### 本文

非常に面白いし興味深い。但しエンディングは賛否両論。

最近注目されている中国で大活躍中の日本人「加藤嘉一」に取材したということから中国事情を様々な角度から鋭く描いている点は秀逸。彼は多くの作品で複数の主役級の話を絡ませながらひとつのテーマに集約していく手法を好むが本作でもその手法を踏襲している。

一人の日本人と二人の中国人を通じて、中国問題そして日中問題を多角的に描いており非常に勉強になる。特に二人の中国人のコントラストが素晴らしい。中盤以降にこの三人が一堂に会するシーンは本小説のひとつのクライマックスであり、複雑な日中関係を越えて相互理解と友情で結ばれるくだりは、胸が熱くなり涙を誘う。複雑で難解な障害を乗り越えるためには熱き想いが非常に大切であるということを痛感させてくれる。

但し小説の幕切れに異論があるので☆1つ減点。その理由は以下参照。

<このあと思い切りネタバレ>

但し本当のクライマックスは賛否両論があるだろう。中国人にありがちなヒューマンエラーがきっかけになり、非常用電源含め全て起動しなくなり炉心の冷却機能が完全に失われてしまう。炉心の気圧を下げるためにベントに行った日本人技師はベントの破裂により音信不通となる。この問題を解決にしに行こうとする時点でこの小説は終わってしまう。あたかも「この小説の続きは福島第一原発で」とでも言わんばかりの展開だ。

そして今、福島第一原発でこの事象をなぞる事態がまさに起こっている。よもや著者は福島第一原発事件を予言していたわけではないだろうが、原因が違うとはいえ、起きている事象が酷似している点は空恐ろしくなる。

######
### 保存済み項目

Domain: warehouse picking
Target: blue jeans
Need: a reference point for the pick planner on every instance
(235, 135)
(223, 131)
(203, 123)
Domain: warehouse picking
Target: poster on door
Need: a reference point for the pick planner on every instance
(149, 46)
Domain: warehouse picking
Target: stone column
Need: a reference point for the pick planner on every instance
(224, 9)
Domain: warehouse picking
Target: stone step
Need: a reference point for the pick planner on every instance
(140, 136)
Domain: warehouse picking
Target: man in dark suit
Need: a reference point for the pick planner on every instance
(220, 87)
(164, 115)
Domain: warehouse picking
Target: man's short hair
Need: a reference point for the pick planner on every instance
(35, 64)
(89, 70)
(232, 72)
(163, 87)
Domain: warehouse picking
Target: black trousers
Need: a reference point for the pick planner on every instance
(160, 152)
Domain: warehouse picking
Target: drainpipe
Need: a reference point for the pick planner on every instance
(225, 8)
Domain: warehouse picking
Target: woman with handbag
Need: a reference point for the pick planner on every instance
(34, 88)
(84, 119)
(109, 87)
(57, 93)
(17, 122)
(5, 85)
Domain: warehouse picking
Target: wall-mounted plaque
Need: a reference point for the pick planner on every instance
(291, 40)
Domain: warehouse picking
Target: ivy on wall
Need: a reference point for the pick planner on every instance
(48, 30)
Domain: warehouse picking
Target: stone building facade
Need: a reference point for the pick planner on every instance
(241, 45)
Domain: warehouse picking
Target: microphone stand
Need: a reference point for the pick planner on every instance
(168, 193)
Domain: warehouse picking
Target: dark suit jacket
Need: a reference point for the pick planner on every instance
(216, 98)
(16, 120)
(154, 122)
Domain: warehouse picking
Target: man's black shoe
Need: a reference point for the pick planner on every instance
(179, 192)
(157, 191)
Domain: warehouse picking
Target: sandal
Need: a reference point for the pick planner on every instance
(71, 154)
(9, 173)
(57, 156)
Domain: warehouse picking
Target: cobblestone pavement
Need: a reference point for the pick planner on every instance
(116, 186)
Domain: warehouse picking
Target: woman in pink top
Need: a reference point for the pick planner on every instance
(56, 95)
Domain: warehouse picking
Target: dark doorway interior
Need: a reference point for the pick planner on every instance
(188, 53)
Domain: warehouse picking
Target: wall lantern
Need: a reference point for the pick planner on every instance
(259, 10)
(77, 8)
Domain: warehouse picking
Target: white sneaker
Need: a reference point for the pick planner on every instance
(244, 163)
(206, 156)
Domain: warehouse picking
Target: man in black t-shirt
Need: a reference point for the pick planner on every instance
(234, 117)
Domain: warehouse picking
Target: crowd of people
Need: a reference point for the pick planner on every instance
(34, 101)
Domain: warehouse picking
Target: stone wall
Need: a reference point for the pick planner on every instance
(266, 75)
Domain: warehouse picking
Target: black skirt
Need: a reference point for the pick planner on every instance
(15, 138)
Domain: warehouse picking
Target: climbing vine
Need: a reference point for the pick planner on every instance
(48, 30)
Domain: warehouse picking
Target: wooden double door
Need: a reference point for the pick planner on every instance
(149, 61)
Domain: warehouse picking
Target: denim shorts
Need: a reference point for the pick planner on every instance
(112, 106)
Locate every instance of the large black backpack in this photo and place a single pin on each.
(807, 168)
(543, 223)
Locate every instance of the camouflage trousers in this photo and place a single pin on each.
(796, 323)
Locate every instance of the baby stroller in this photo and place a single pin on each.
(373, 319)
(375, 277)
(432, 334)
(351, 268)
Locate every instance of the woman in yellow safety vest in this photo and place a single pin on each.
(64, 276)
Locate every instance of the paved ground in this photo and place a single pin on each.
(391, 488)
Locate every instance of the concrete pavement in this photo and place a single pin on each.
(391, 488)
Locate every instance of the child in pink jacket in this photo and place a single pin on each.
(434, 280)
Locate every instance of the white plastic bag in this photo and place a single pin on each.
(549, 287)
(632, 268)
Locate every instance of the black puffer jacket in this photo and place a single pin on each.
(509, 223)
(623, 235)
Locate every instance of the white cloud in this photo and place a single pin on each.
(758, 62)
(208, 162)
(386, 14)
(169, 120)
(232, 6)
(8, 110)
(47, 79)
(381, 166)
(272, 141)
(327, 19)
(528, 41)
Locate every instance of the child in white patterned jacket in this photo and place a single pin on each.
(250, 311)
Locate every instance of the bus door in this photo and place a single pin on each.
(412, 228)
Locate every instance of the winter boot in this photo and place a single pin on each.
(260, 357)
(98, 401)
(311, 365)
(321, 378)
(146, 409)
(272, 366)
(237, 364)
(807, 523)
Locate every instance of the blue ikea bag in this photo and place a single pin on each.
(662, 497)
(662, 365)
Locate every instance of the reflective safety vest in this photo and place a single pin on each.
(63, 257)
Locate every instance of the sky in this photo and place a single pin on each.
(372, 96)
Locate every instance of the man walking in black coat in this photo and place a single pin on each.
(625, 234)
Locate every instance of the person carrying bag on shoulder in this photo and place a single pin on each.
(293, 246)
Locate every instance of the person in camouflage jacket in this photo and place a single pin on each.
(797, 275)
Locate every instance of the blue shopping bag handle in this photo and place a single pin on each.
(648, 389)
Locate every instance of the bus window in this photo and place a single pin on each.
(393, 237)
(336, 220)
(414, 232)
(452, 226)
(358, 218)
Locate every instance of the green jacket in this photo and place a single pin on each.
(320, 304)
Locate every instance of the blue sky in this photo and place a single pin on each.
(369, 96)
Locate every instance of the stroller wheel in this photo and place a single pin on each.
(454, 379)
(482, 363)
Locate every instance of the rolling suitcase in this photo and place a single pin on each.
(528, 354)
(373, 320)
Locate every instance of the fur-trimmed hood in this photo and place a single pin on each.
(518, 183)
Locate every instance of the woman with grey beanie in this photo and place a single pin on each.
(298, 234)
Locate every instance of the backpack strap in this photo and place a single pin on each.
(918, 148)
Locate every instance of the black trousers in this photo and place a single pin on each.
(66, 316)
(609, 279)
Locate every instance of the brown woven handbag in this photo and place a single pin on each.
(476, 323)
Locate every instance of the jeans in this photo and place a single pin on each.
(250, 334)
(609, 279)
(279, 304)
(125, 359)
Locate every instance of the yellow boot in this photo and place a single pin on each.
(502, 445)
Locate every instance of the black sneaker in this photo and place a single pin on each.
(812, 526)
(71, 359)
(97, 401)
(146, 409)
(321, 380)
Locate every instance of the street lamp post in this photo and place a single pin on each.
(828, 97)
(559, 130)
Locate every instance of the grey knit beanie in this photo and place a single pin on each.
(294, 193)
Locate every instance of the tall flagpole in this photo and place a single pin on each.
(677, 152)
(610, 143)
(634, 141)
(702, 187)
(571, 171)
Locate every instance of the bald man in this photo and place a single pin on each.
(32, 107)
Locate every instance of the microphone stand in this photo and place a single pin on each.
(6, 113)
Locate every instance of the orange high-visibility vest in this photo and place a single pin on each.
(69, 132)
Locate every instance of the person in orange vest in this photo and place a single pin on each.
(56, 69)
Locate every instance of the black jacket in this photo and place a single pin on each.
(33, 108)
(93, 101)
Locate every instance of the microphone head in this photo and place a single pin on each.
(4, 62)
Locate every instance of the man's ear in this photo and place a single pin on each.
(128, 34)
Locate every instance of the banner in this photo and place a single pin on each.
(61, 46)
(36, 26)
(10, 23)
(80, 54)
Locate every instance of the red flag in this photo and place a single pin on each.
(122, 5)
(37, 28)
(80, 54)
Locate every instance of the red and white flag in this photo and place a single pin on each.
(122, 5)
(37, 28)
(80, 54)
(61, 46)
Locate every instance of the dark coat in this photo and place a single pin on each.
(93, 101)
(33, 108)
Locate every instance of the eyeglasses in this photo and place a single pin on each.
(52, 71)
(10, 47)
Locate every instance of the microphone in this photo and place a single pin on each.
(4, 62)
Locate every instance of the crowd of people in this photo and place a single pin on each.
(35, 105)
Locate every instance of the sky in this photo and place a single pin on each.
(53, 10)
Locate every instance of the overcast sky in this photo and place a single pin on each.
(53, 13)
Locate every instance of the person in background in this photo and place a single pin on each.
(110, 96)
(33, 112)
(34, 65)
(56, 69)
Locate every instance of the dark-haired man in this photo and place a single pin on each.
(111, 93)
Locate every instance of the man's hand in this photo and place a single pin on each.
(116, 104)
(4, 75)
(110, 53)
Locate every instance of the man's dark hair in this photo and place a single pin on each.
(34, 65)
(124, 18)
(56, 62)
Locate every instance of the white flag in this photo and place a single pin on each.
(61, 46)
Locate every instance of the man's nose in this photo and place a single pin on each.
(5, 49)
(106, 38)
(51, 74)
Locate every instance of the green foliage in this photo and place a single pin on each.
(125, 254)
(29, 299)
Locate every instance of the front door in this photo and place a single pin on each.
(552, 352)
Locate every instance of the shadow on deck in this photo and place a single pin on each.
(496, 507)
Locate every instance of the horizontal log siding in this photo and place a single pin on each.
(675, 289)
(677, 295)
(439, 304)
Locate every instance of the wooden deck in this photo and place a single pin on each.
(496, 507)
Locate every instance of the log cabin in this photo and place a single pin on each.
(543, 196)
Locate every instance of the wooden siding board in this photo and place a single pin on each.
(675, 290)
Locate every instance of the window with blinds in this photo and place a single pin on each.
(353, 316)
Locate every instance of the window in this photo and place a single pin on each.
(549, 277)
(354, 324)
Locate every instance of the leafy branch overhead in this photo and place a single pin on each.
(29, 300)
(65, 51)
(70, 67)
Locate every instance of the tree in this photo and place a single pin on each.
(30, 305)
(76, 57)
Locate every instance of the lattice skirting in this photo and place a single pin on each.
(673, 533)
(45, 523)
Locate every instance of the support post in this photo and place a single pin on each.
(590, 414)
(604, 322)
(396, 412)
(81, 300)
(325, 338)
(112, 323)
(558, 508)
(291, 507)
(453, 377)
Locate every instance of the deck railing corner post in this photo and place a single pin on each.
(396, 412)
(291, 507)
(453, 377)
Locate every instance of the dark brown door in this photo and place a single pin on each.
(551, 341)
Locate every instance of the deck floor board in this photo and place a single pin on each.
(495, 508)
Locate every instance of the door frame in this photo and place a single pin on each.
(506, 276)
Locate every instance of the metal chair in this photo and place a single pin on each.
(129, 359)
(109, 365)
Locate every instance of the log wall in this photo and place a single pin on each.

######

* **課題 A**
書評の一文「特に二人の中国人のコントラストが素晴らしい。」を英語に訳してください。
* **課題 B**
書評のうち、「最近注目されている中国で大活」で始まり「但し小説の幕切れに異論があるので☆1つ減点。その理由は以下参照。」までの部分を一字一句変えずに書き写してください。

* **解答 A**
The contrast between the two Chinese characters is especially wonderful.

* **解答 B**
最近注目されている中国で大活躍中の日本人「加藤嘉一」に取材したということから中国事情を様々な角度から鋭く描いている点は秀逸。彼は多くの作品で複数の主役級の話を絡ませながらひとつのテーマに集約していく手法を好むが本作でもその手法を踏襲している。

一人の日本人と二人の中国人を通じて、中国問題そして日中問題を多角的に描いており非常に勉強になる。特に二人の中国人のコントラストが素晴らしい。中盤以降にこの三人が一堂に会するシーンは本小説のひとつのクライマックスであり、複雑な日中関係を越えて相互理解と友情で結ばれるくだりは、胸が熱くなり涙を誘う。複雑で難解な障害を乗り越えるためには熱き想いが非常に大切であるということを痛感させてくれる。

但し小説の幕切れに異論があるので☆1つ減点。その理由は以下参照。